:: Tasks and exercises ::
**a.** In the passage about the Lloyd Eist house, what system provides space heating and hot water?
**b.** Using the passage about the Lloyd Eist house, list every item that was made from the timber of the original floor structures.
**c.** Extend the passage about the Lloyd Eist house beyond its final sentence.

:: Passage shown ::
----

The building was initially designed to be a live-work unit for the 'Lloyd Eist foundation,' a charitable organization in memory of the original owner's late son Mr. Lloyd Eist. The client became unable to finish the scheme and Common Ground Workshop then purchased the site and set up Common Ground Developments -1; a new architect-led development company to take the project forward.
We are deeply motivated to improve London’s housing stock and wanted to use the project as a platform to develop our vision for lasting, flexible, and sustainable places for people to live in for the long term. This opportunity offered the perfect chance to springboard into responsible and well-designed property development and to make this vision a reality. We also offered to name the building Lloyd Eist house, which the original owner was very pleased with.
The house's material palette blends a range of sustainable and tactile materials, including reclaimed timber surfaces, sapele timber bespoke windows, door frames Valchromat linings, and quartz worktops. The space boasts greatly improved energy efficiency criteria and has incorporated an air-source heat pump to facilitate space heating and hot water, as well as internally insulated existing walls throughout.
Utilizing timber from the original floor structures we were able to create terrace fencing, floor, and wall lining, and retain the attractive external sliding entrance shutters. Combined, these add historical and highly tactile references back to the original building, so whilst the brickwork interior was lost the building at every level playfully and subtly embraces and showcases parts of the mid-century fabric.

----

:: Exercise data ::
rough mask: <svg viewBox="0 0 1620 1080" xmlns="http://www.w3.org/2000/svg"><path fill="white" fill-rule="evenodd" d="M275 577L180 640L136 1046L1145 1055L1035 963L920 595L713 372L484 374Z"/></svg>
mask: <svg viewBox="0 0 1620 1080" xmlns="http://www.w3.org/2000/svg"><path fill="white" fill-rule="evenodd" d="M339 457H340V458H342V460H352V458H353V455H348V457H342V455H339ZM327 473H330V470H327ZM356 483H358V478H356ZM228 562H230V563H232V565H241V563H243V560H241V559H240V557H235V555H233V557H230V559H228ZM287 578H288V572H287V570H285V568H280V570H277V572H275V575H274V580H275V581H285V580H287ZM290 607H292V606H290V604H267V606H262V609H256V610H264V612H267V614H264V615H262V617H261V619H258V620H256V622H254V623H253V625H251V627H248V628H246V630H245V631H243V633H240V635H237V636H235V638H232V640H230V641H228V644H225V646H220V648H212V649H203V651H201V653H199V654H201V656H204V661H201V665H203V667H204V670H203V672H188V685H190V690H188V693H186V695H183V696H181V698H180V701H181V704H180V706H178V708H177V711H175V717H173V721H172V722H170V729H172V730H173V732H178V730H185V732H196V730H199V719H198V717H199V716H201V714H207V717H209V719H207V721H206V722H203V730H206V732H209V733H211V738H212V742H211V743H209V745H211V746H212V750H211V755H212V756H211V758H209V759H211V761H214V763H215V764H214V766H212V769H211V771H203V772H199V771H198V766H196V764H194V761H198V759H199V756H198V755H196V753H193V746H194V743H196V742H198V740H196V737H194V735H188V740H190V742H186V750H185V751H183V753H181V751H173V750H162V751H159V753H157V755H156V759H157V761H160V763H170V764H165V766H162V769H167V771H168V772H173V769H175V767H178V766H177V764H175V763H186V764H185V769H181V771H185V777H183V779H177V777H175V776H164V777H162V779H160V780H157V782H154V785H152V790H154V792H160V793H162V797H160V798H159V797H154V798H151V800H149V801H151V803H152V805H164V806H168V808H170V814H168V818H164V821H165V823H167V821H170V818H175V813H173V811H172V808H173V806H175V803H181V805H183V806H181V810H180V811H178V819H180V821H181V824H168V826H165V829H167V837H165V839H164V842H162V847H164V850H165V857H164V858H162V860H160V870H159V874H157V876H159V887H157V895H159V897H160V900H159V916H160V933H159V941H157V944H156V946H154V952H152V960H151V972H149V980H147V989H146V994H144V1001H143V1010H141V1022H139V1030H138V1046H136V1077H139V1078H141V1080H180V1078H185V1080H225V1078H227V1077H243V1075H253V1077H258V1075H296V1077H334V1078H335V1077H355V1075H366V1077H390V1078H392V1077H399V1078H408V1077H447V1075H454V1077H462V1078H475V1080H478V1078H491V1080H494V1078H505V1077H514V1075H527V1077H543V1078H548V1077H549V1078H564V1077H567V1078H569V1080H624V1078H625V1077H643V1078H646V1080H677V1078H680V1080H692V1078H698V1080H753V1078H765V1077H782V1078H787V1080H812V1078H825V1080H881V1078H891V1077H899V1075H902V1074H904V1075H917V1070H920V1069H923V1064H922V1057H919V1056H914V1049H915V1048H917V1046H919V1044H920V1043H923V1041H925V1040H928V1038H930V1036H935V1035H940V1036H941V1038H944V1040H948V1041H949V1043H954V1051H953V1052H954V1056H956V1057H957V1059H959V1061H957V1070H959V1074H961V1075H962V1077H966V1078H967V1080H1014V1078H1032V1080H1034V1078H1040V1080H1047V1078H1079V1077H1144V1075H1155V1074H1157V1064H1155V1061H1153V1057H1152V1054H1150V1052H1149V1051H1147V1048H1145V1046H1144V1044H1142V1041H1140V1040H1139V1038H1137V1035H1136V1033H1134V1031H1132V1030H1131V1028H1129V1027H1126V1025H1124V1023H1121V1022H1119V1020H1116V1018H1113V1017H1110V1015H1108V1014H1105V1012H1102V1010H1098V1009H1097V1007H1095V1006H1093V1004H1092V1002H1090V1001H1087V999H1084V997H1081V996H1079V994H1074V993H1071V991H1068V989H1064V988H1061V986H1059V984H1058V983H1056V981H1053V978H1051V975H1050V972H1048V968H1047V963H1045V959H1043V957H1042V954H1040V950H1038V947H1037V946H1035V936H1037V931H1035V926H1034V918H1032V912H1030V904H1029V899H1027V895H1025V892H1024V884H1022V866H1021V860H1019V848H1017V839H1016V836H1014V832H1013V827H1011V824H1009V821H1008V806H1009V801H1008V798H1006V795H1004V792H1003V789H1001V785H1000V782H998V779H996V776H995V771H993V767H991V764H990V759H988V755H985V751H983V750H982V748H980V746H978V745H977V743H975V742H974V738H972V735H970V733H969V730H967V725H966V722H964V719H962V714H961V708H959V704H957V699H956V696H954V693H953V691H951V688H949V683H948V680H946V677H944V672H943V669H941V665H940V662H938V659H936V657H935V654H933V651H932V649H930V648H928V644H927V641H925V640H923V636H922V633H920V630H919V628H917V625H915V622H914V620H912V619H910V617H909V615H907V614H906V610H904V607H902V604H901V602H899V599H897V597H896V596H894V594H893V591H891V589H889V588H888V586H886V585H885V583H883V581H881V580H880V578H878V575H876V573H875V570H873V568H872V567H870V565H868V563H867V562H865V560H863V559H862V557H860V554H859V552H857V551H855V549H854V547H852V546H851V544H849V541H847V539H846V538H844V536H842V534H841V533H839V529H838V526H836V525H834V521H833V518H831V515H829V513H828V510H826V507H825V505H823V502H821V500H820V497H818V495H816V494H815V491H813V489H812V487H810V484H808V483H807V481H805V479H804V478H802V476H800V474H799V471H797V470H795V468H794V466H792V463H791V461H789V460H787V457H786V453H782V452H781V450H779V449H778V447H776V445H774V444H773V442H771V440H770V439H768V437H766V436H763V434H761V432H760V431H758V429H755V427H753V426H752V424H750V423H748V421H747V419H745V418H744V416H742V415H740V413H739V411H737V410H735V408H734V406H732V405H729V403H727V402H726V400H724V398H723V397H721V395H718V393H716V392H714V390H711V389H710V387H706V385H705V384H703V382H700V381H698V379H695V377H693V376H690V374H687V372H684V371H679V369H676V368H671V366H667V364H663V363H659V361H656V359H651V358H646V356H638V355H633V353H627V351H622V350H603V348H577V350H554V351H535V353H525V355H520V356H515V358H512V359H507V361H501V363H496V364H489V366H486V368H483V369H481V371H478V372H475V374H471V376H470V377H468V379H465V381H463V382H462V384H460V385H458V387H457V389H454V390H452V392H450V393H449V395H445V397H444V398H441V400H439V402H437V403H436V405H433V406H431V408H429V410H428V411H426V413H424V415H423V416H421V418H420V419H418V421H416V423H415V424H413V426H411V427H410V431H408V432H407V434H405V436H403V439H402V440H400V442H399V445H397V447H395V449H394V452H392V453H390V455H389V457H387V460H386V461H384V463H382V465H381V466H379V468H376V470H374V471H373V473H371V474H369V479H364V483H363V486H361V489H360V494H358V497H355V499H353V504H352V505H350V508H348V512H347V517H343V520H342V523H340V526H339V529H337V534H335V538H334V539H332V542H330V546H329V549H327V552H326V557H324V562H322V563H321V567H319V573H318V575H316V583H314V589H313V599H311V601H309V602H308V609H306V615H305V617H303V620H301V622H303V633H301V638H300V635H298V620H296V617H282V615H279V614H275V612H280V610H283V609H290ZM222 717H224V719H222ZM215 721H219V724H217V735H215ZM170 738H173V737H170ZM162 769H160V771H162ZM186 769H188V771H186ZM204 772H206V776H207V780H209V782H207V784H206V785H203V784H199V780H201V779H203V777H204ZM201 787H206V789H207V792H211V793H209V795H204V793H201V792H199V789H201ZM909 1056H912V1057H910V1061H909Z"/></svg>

----

:: Answers below ::
**a.** An air-source heat pump.

**b.**
- Terrace fencing
- Floor
- Wall lining

**c.**
The proposed layout offers two bedrooms and two living spaces over a quirky and minimal three-story development, also incorporating a ground-floor courtyard and top-floor external terrace. All the spaces benefit from abundant natural light through the strategic position of large picture windows and doors, all of which have been locally fabricated in Bethnal Green, London.
Flexibility is key to the design, and we have incorporated a bi-folding wall on the first floor to allow for the adaption of use, including a stand-alone living and bedroom/ study, a larger living space, or a variation on these uses. The ability to adapt and to change was fundamental to the brief and to our vision for the future-proofing property, creating sustainable places that can adapt readily and over time.